• **Pointing records**:
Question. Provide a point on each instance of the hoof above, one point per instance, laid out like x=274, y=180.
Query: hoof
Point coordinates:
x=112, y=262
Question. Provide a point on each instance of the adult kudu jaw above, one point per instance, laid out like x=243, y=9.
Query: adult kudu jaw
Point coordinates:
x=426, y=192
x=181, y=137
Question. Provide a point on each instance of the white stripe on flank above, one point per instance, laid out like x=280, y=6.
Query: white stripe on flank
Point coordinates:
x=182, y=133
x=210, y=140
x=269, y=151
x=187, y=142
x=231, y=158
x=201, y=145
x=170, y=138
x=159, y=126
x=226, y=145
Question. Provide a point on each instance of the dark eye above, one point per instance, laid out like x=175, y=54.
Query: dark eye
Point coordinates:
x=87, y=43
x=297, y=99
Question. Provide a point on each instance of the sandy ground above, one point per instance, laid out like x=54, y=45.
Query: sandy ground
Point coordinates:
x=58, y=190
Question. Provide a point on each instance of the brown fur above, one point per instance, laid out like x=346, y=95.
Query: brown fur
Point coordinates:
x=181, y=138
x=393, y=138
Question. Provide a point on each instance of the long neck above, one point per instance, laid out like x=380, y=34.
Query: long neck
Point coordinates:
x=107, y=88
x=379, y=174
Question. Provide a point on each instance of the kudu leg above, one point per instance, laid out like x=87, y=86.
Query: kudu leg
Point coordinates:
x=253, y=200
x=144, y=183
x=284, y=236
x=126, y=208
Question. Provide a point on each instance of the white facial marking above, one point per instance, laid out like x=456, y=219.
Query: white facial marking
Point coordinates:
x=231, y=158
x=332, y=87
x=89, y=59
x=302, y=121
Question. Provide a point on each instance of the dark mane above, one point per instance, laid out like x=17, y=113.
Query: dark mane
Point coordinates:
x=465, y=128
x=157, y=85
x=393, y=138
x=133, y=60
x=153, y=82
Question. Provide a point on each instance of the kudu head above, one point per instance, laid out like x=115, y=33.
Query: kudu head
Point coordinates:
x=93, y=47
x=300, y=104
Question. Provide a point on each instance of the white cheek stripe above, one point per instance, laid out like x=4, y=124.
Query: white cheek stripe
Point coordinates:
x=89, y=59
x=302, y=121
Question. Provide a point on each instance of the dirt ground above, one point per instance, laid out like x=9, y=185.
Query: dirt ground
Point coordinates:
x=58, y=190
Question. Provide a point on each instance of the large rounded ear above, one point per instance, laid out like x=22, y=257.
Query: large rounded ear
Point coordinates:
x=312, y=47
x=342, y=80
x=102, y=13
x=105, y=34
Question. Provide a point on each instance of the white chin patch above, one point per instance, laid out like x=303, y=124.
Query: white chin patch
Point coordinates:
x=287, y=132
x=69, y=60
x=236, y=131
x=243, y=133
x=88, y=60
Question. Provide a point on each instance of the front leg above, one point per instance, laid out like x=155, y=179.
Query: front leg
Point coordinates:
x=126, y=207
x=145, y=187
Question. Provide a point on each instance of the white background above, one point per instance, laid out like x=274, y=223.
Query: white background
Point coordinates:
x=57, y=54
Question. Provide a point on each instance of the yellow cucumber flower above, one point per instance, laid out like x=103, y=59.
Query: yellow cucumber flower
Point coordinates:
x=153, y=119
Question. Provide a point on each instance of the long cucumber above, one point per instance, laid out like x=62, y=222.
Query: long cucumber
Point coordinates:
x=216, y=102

• **Work instructions**: Format every line of the records above as a JSON list of strings, one string per line, and omit any blank lines.

• **Response to the task**:
[
  "Question. Provide a point on each instance of the hoof above, one point per instance, laid out like x=274, y=180.",
  "Query: hoof",
  "Point coordinates:",
  "x=112, y=262",
  "Question. Provide a point on each instance of the adult kudu jaw above, one point per instance, laid out like x=243, y=9.",
  "Query: adult kudu jaw",
  "Point coordinates:",
  "x=426, y=192",
  "x=181, y=137",
  "Question. Provide a point on each instance of the white stripe on flank above, one point per instance, laid out like x=280, y=6.",
  "Query: white stripe on flank",
  "Point coordinates:",
  "x=182, y=133",
  "x=210, y=140",
  "x=269, y=151",
  "x=187, y=142",
  "x=231, y=158",
  "x=201, y=145",
  "x=170, y=138",
  "x=159, y=126",
  "x=226, y=145",
  "Question. Provide a point on each instance of the dark eye above, one point per instance, laid out like x=175, y=54.",
  "Query: dark eye",
  "Point coordinates:",
  "x=87, y=43",
  "x=297, y=99",
  "Question. Provide a point on each instance of the sandy ground above, one point per instance, laid out like x=54, y=45.",
  "Query: sandy ground",
  "Point coordinates:",
  "x=58, y=190",
  "Question. Provide a point on each instance of the brown fur above, one point per instance, laid out like x=346, y=95.",
  "Query: brown fur",
  "Point coordinates:",
  "x=181, y=138",
  "x=393, y=138",
  "Question. Provide a point on each instance of the long neck above, one point per instance, laid out like x=380, y=34.",
  "Query: long neck",
  "Point coordinates:",
  "x=107, y=88",
  "x=379, y=174",
  "Question. Provide a point on each instance of the kudu leg above, one point per instance, laid out like x=87, y=86.",
  "Query: kudu leg",
  "Point coordinates:",
  "x=253, y=200",
  "x=144, y=183",
  "x=284, y=236",
  "x=126, y=208",
  "Question. Provide a point on each instance of the white facial marking above, one point per instance, laid out like x=456, y=219.",
  "Query: white facial marking",
  "Point coordinates:",
  "x=231, y=158",
  "x=332, y=87",
  "x=89, y=59",
  "x=302, y=121",
  "Question. Provide a point on each instance of the dark mane above, one point per instance, laid out like x=17, y=113.",
  "Query: dark mane",
  "Point coordinates:",
  "x=465, y=128",
  "x=157, y=85",
  "x=393, y=138",
  "x=133, y=60",
  "x=153, y=82",
  "Question. Provide a point on each instance of the kudu head above, one point per instance, laid out like x=115, y=33.",
  "Query: kudu head",
  "Point coordinates:",
  "x=93, y=47",
  "x=300, y=104",
  "Question. Provide a point on each instance of the white cheek stripe above, one point per instance, laid out like x=4, y=124.",
  "Query: white cheek stripe",
  "Point coordinates:",
  "x=89, y=59",
  "x=302, y=121",
  "Question. Provide a point on each instance of the dirt ground above, one point per instance, laid out like x=9, y=185.",
  "Query: dirt ground",
  "Point coordinates:",
  "x=58, y=190",
  "Question. Provide a point on each instance of the large rounded ear above, one point per instance, laid out like x=22, y=257.",
  "Query: large rounded ear",
  "Point coordinates:",
  "x=312, y=47",
  "x=342, y=80",
  "x=102, y=13",
  "x=105, y=34",
  "Question. Provide a point on each instance of the white chin patch above, one point per instance, laid out like x=303, y=124.",
  "Query: white chin patch",
  "Point coordinates:",
  "x=287, y=132",
  "x=69, y=60",
  "x=236, y=131",
  "x=243, y=133",
  "x=88, y=60",
  "Question. Provide a point on each instance of the front leg above, one point per instance, laid out like x=155, y=179.",
  "Query: front leg",
  "Point coordinates:",
  "x=126, y=207",
  "x=145, y=187",
  "Question. Provide a point on each instance of the white background above, one point per instance, laid out like x=274, y=223.",
  "Query: white background",
  "Point coordinates:",
  "x=57, y=54",
  "Question. Provide a point on each instance of the yellow cucumber flower above, one point per instance, laid out like x=103, y=59.",
  "Query: yellow cucumber flower",
  "Point coordinates:",
  "x=153, y=119",
  "Question. Provide a point on each instance of the long cucumber above, one point per instance, laid out like x=62, y=222.",
  "Query: long cucumber",
  "Point coordinates:",
  "x=216, y=102"
]